— BEGIN SELECTED EXCERPT —
Chris Wattie, National Post
Published: Saturday, April 29, 2006

CFB PETAWAWA, Ont. - Canada's newest special forces unit began training its first soldiers this week, gearing up at a breakneck pace to prepare for a first mission that could come as early as August and send the Canadian Special Operations Regiment to a hot spot anywhere in the world with only a few hours' notice.

The National Post was given an exclusive look at the first soldiers of this elite unit, the first new regiment formed by the Canadian army since the ill-fated Airborne Regiment was created in the 1960s.

But Lieutenant-Colonel Jamie Hammond, the regiment's first commander and a former Airborne officer himself, says the new unit will not be anything like the Airborne Regiment, which was disbanded in 1995 in the wake of the Somalia scandal.

"We don't want Rambos here," he says during a break in the demanding training regimen this week. "In fact, we're looking to weed out the Rambos. We want quiet professionals."

Lt.-Col. Hammond insists that his new unit is much more than just a battalion of paratroopers. The regiment will all be trained to parachute into action, but he says with a shrug: "That's just another way to get to work."

He wants his soldiers to be more of a cross between elite infantry regiments such as the U.S. Army's vaunted Ranger battalions and special forces units such as Britain's SAS, switching between operating almost as conventional infantry and like special forces commandos depending on their mission.
— END SELECTED EXCERPT —
— BEGIN INFORMATION SUPPLIED —
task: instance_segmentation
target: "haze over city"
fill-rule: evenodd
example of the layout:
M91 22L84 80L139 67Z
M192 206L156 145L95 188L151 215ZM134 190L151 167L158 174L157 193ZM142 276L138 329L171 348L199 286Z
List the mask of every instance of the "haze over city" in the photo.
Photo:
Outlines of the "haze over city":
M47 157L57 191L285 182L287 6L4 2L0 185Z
— END INFORMATION SUPPLIED —
— BEGIN INFORMATION SUPPLIED —
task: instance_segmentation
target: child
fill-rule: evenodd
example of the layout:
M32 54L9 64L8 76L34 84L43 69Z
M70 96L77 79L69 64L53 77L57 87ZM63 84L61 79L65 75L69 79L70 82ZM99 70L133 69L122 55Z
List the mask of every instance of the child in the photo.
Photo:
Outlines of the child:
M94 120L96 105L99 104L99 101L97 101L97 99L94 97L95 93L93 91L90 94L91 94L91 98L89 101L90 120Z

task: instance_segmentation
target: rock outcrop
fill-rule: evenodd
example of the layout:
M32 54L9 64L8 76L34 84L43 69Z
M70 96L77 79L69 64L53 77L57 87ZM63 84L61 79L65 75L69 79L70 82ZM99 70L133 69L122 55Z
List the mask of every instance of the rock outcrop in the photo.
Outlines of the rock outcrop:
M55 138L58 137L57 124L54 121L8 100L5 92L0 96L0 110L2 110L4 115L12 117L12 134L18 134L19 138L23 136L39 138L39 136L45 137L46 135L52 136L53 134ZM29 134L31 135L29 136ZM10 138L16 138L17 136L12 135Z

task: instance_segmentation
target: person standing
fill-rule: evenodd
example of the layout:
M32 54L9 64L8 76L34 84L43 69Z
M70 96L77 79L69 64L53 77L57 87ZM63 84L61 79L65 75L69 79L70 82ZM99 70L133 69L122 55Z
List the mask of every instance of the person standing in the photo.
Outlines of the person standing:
— END INFORMATION SUPPLIED —
* _WORK TO DO_
Can you reproduce the part of the news article on the Canadian Special Operations Regiment starting at "But Lieutenant-Colonel Jamie" and ending at "the Somalia scandal."?

* _WRITTEN SOLUTION_
But Lieutenant-Colonel Jamie Hammond, the regiment's first commander and a former Airborne officer himself, says the new unit will not be anything like the Airborne Regiment, which was disbanded in 1995 in the wake of the Somalia scandal.